» Text passage:
◇ ◇ ◇ ◇ ◇ ◇ ◇
In search of cell characteristics that could account for the superior ability of CD8+CD20+ T cells to cross the BBB, we measured the expression of the membrane-anchored matrix metalloproteinases MT1-MMP (MMP14) and MT5-MMP (MMP24) on peripheral T cells. MT-MMPs degrade various components of extracellular matrix, including collagen, laminin, fibronectin, and fibrinogen, thereby potentially facilitating cell migration (27, 28). Our analysis showed that MT1-MMP and MT5-MMP expression and MFI were higher on CD8+CD20+ T cells than CD8+CD20- T cells and more pronounced in patients with MS than controls. However, only a minor population of blood CD8+CD20+ T cells expressed MT-MMPs, and expression of both MT1-MMP and MT5-MMP was significantly higher on CD4+CD20+ T cells compared to CD8+CD20+ T cells. Therefore, although MT-MMPs may participate in BBB-migration of CD8+CD20+ T cells, they are likely not the primary drivers of this process.
To investigate if inflammation in the early stages of MS increased the recruitment of CD20+ T cells to the CSF following clinical onset of disease, we analyzed CSF cells from a cohort of treatment-naïve patients sampled within one year of clinical onset of disease. Individuals without intrathecal inflammation or neurological disease were included as controls. This analysis showed a strong increase in the absolute numbers of CSF CD4+CD20+ and CD8+CD20+ T cells in early MS compared with controls.
Despite the many fold higher number of CD20+ T cells in CSF of patients with MS, the frequency of T cells expressing CD20 was similar to controls. This may be surprising as the frequency of CD20+ T cells in blood is higher in patients with RRMS (21) and since these patients concomitantly have an increased CSF level of CXCL10 (31, 32), which has the potential to attract CXCR3-expressing cells. CD20+ T cells have a higher surface expression of CXCR3 than CD20- T cells (21), and given the higher level of both CD20+ T cells to be attracted and chemoattractant in patients with MS, a higher frequency in the CSF would be expected. Although not statistically significant, there was a numerically higher frequency of CSF CD8+CD20+ T cells in patients with early MS compared to controls. Additionally, our observation likely reflects the pool of CD20+ T cells residing at the CNS borders and not the CD20+ T cells further recruited to the brain parenchyma. A previous study described an enrichment of CD8+CD20+ T cells in white matter lesions of patients with MS (36), emphasizing the idea that myelin-specific CD8+CD20+ T cells may largely be recruited to the brain parenchyma during inflammation in patients with MS and not reside at the CNS borders. In a recent study, we showed that the prevalence of CD8+CD20+ T cells in CSF of patients with primary progressive MS was associated with the concentration of myelin-debris in the form of myelin basic protein (MBP) and development of new T2-weighted lesions (42). Likewise, we have shown that the prevalence of CD20+ T cells in the CSF of patients with RRMS correlated with MBP concentrations and disease severity (21). Therefore, our observation of an increased number of recruited CD20+ T cells in patients with early MS, together with findings in the literature suggesting a clinical impact of this recruitment, implies that CD20+ T cells likely participate in the maintenance of CNS inflammation.
◇ ◇ ◇ ◇ ◇ ◇ ◇
» Records provided:

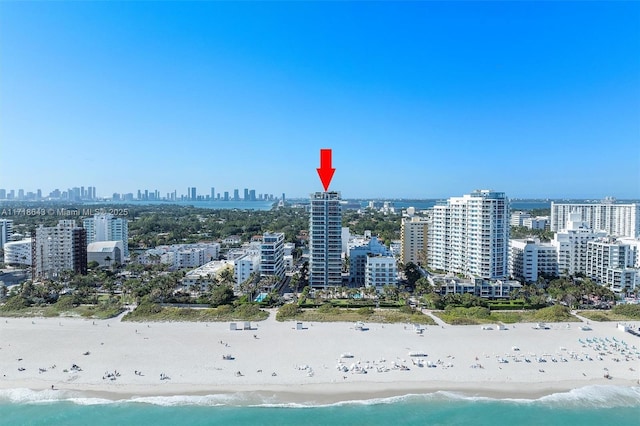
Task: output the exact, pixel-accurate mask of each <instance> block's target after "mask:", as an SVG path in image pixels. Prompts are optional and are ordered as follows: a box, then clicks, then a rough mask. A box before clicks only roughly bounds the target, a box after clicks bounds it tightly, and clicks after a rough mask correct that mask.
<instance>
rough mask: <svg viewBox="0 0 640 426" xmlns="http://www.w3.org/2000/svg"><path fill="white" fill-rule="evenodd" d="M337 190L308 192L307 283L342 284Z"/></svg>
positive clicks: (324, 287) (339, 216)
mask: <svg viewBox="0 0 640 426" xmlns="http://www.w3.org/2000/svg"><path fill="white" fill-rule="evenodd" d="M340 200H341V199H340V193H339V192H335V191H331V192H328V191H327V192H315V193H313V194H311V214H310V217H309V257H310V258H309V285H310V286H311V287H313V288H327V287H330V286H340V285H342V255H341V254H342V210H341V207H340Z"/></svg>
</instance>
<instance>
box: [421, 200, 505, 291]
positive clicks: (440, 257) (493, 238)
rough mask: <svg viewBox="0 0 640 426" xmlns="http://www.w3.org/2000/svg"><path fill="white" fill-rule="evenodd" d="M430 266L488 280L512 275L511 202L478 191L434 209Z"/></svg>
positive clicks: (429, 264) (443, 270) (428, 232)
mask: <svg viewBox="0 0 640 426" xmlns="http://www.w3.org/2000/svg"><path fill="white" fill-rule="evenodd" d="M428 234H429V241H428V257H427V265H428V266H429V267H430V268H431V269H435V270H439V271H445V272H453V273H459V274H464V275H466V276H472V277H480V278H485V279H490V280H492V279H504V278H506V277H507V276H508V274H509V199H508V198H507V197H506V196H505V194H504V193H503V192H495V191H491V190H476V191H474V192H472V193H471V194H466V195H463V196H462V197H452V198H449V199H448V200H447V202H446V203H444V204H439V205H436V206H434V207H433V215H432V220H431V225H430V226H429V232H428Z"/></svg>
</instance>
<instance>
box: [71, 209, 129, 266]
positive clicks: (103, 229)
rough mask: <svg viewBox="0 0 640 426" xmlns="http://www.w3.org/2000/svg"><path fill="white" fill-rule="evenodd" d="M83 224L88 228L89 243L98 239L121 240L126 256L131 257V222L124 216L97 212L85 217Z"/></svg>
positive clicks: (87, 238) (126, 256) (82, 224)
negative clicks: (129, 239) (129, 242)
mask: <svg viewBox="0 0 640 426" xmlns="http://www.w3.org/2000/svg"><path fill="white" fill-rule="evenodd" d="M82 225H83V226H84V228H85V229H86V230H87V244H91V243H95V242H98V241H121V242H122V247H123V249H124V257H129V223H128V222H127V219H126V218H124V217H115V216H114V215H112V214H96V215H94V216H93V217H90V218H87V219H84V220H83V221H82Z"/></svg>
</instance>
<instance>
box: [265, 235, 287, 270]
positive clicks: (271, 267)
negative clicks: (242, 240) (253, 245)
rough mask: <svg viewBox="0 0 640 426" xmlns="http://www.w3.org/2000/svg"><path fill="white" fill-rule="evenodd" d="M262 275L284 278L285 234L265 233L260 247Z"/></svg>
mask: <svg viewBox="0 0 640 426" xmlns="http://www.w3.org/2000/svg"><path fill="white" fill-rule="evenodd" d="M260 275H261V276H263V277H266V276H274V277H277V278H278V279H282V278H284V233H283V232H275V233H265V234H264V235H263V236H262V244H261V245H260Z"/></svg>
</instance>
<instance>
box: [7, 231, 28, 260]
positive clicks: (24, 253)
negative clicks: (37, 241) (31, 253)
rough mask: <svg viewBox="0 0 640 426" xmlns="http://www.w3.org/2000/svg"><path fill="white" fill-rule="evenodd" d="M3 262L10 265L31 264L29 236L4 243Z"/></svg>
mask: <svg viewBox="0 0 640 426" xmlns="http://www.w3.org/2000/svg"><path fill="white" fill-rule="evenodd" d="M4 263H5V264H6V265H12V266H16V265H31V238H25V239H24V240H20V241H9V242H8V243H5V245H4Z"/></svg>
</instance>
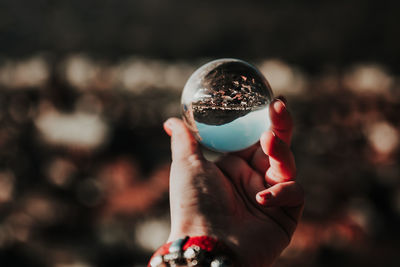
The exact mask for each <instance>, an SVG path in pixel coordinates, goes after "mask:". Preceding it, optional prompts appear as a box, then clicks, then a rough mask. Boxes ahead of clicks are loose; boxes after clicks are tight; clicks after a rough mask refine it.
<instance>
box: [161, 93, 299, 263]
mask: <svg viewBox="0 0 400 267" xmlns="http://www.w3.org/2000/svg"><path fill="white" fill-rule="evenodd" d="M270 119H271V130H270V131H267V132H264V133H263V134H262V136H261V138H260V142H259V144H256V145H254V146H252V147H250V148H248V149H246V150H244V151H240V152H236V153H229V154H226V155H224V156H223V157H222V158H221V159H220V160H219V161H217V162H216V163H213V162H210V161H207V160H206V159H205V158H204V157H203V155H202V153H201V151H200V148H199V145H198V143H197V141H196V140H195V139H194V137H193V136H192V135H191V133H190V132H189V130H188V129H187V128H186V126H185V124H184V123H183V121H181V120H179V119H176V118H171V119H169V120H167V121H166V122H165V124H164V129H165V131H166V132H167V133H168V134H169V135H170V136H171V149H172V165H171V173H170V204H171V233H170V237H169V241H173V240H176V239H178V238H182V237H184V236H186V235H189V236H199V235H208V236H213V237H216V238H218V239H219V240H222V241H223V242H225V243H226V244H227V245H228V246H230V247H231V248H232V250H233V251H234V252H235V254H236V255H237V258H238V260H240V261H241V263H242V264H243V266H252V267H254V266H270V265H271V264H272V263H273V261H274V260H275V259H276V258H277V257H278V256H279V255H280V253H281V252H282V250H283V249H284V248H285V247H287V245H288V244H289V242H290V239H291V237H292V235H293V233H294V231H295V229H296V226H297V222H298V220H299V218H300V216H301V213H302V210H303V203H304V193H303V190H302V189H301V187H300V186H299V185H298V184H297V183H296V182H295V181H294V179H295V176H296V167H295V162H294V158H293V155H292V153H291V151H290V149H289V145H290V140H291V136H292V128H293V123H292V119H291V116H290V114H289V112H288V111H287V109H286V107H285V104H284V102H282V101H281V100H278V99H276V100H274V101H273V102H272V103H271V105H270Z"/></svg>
◇ ◇ ◇ ◇ ◇ ◇ ◇
» Questions to answer:
**1)** Retype the CD20+ T cell passage, everything from "To investigate if" down to "compared with controls.".
**2)** Write what comes next in the passage on CD20+ T cells in multiple sclerosis, picking up after its final sentence.

» Responses by item number:
**1)**
To investigate if inflammation in the early stages of MS increased the recruitment of CD20+ T cells to the CSF following clinical onset of disease, we analyzed CSF cells from a cohort of treatment-naïve patients sampled within one year of clinical onset of disease. Individuals without intrathecal inflammation or neurological disease were included as controls. This analysis showed a strong increase in the absolute numbers of CSF CD4+CD20+ and CD8+CD20+ T cells in early MS compared with controls.

**2)**
Whereas reactivated CD8+CD20+ T cells at the CNS borders are expected to enter the CNS parenchyma and participate in nervous tissue damage in patients with MS, we questioned what function border-patrolling CD4+CD20+ T cells were committed to upon activation. CD4+ T cells are helper T cells generally involved in supporting the function of adjacent cells. Therefore, we generated CD4+CD20+ T cell conditioned medium and applied it to cultures of brain endothelial cells and astrocytes as these are cells of the neurovascular unit likely influenced by activated CD4+CD20+ T cells. An RNA-array of brain endothelial cells revealed that CD4+CD20+ T cell-conditioned medium led to a substantial change in many pathways. This included promotion of a strong anti-viral state through the expression of genes that participate in the cellular antiviral response, increased transcription of genes encoding a long list of chemokines known to attract peripheral immune cells including CXCL9, CXCL10 and CXCL11, and genes encoding the adhesion molecules VCAM-1 and ICAM-1 which are essential for immune cell interaction with the endothelial cells of the BBB (15). Due to the importance of endothelial upregulation of VCAM-1 and ICAM-1 for the CNS-recruitment of immune cells during inflammation, we validated this finding by fluorescence microscopy and flow cytometry. In contrast to CD4+CD20- T cells, CD4+CD20+ T cells were able to induce a fast and strong expression of both adhesion molecules on brain endothelial cells, pinpointing this as a potentially major mechanism of CD4+CD20+ T cells to advance inflammation in patients with MS and other inflammatory CNS diseases.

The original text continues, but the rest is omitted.